Document extract »
Domain-aware, automatically
After ingestion, Contextus samples your graph and calls the LLM of your choice to infer the domain, terminology, and what kinds of discoveries matter. A biomedical graph gets biomedical discovery framing. An HR graph gets org-structure framing. No manual configuration or fine-tuning required.
Any graph. Any domain.
Contextus is graph-agnostic by design. The same engine, the same pipeline, and the same agent loop works across any domain — and because it runs natively on Arango’s multimodel data platform, you don’t need to bolt on a vector database or build an ETL layer to make it work. Graph traversal, node attributes, and GNN embeddings all live together in one place.
- Biomedical knowledge graphs — drug-protein-disease interaction networks, pathway analysis, side-effect clustering
- Financial networks — instrument correlations, counterparty exposure, contagion pathways
- HR and organisational graphs — talent clusters, reporting hierarchies, knowledge flow
- Software and code repositories — component dependencies, co-authorship, architectural similarity
- Supply chain and logistics — supplier dependencies, risk propagation, network resilience
- Any Arango graph you already have — native ingestion, no ETL required
A graph-only database like Neo4j would require a separate vector store for embeddings, a sync layer to keep them consistent, and two query languages on every request — adding infrastructure, latency, and complexity at every step. Arango handles all three natively.

Actions to take »
• 1. List the six kinds of graphs named in the bulleted list of the Contextus passage, without their example details.
• 2. Translate this sentence from the Contextus passage into Spanish: "Graph traversal, node attributes, and GNN embeddings all live together in one place."
• 3. Reproduce the stretch of the Contextus passage from "Contextus is graph-agnostic" through "in one place.", with no changes.

Excerpted data »

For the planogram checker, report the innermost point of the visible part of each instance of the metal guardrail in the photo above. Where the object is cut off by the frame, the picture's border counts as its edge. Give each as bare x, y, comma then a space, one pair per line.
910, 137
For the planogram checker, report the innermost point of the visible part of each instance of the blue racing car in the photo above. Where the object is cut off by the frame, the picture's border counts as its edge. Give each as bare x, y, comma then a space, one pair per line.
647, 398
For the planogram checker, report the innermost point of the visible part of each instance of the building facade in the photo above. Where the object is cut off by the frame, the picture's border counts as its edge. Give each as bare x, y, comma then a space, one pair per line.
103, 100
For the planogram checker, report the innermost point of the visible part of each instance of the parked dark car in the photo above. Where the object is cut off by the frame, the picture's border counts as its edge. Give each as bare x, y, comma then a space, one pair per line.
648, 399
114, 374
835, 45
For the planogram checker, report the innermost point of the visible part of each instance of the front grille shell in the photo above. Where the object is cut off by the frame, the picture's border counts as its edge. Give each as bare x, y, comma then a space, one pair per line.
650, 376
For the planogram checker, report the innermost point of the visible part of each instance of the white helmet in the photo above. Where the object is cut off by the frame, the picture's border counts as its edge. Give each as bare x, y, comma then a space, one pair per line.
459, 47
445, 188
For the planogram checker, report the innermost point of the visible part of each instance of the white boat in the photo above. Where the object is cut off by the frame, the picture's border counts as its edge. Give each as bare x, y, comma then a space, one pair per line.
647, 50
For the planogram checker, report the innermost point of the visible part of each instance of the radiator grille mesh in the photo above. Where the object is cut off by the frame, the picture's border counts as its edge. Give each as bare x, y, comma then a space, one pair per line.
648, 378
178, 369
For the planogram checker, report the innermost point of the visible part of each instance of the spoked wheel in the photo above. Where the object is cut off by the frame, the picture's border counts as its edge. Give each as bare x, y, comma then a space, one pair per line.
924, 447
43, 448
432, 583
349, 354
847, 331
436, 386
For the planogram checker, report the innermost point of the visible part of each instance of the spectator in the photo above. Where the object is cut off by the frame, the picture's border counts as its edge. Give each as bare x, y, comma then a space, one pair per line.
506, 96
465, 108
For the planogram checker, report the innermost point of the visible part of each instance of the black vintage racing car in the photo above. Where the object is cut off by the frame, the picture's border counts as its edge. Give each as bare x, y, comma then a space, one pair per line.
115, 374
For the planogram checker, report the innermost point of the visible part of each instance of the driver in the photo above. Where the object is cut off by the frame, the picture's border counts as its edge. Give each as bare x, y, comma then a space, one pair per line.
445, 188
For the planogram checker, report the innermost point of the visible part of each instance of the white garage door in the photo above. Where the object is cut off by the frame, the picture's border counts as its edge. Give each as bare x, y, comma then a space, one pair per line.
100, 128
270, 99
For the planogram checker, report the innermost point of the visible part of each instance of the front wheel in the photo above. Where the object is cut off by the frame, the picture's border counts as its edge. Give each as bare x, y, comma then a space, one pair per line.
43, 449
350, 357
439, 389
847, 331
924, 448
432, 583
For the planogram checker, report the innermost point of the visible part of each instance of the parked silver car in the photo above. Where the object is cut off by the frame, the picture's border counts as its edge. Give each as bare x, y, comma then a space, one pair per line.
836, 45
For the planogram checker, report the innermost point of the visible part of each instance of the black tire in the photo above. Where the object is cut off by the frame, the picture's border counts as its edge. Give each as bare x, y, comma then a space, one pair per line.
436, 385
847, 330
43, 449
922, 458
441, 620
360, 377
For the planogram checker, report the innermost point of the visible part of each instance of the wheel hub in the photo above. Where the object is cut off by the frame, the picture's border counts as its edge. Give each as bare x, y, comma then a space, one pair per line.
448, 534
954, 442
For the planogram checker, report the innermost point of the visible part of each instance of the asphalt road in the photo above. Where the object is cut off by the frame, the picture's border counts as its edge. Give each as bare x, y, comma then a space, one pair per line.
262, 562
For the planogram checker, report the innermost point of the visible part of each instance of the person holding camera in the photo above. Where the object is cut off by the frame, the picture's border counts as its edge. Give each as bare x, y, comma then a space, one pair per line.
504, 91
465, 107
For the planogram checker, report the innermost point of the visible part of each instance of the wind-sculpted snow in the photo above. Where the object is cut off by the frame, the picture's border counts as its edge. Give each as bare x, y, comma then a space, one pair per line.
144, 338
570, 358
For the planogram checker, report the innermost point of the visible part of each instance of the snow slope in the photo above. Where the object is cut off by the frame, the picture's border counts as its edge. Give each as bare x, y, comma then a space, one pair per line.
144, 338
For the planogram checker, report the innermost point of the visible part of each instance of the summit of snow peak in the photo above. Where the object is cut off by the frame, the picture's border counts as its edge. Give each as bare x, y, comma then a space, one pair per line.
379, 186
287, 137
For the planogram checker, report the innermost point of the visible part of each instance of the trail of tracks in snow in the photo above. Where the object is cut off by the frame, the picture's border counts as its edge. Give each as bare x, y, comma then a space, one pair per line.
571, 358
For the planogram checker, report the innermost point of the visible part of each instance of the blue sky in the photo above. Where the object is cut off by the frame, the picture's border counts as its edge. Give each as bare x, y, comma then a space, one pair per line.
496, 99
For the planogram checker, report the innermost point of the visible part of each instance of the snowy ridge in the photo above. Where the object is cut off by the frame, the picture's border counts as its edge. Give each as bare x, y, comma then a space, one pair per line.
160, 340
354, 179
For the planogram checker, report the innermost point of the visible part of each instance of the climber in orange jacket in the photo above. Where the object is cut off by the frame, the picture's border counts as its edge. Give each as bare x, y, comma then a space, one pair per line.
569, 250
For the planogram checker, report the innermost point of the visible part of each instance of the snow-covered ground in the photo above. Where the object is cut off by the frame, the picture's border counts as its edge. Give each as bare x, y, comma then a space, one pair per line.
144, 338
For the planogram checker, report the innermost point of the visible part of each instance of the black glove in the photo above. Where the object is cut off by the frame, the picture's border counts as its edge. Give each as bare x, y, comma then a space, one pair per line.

Problem solutions »
• 1.
- Biomedical knowledge graphs
- Financial networks
- HR and organisational graphs
- Software and code repositories
- Supply chain and logistics
- Any Arango graph you already have

• 2. El recorrido de grafos, los atributos de los nodos y las incrustaciones de GNN conviven en un mismo lugar.

• 3.
Contextus is graph-agnostic by design. The same engine, the same pipeline, and the same agent loop works across any domain — and because it runs natively on Arango’s multimodel data platform, you don’t need to bolt on a vector database or build an ETL layer to make it work. Graph traversal, node attributes, and GNN embeddings all live together in one place.